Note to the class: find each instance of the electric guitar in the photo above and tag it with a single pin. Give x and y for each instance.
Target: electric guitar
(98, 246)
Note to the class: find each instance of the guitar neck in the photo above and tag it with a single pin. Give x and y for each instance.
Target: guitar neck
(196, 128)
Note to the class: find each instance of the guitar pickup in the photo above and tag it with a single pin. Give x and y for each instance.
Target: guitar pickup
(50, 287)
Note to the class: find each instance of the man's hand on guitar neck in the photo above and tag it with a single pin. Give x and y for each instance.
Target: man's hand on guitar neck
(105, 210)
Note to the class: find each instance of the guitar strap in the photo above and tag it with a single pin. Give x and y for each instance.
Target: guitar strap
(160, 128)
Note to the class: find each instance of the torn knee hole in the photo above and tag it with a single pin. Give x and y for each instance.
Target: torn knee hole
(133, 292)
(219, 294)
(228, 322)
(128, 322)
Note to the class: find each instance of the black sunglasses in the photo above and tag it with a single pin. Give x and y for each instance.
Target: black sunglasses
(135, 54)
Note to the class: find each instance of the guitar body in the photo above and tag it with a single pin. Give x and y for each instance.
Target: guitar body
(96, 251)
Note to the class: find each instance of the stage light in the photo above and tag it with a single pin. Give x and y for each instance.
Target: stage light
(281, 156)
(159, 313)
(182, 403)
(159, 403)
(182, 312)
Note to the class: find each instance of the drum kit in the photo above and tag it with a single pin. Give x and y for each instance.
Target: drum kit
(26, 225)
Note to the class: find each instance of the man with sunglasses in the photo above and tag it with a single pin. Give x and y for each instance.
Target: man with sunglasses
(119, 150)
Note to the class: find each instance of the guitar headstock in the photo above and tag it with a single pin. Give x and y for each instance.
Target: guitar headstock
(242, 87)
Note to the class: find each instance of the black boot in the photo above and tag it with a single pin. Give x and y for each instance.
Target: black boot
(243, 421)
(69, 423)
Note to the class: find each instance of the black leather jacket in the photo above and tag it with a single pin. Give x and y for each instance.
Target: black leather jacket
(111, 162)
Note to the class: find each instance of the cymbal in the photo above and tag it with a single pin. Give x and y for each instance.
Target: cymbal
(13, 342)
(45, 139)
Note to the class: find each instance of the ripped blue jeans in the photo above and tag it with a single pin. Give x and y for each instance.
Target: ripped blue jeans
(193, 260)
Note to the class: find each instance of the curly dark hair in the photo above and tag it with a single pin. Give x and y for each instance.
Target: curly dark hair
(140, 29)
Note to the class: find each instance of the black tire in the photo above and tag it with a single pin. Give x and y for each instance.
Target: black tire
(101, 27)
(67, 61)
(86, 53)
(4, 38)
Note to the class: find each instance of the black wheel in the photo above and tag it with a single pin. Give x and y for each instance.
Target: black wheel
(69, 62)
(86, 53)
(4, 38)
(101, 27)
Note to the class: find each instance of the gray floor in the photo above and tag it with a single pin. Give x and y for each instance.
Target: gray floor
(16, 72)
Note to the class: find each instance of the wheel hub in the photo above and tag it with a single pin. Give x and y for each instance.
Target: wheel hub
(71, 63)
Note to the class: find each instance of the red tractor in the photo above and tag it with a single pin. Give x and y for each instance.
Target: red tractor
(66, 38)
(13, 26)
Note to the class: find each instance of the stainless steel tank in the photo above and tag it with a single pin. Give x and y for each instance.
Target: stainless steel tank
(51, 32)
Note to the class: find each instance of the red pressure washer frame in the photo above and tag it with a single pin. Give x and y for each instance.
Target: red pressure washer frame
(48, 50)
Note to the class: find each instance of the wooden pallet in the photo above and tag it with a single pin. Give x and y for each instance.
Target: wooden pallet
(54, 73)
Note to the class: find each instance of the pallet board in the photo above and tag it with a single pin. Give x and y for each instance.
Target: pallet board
-- -- --
Task requirements
Give back, word for word, only the lines above from the line holding "Target: guitar pickup" to the line holding "Note to the class: find each instance of the torn", both included.

Solution to the problem
Target: guitar pickup
(50, 287)
Note to the class: find each instance of the man's hand on guitar neck in the photo above and tag it with a single pin. Give x and y for each instance.
Target: man's hand on guitar neck
(105, 210)
Note to the class: find each instance of the guitar strap in the photo above and tag it with a single pin. Give x and y for each instance.
Target: guitar strap
(160, 128)
Note to the class: find each instance of the torn knee hole in the photo above and tag it with a single pin. Give x and y for each instance.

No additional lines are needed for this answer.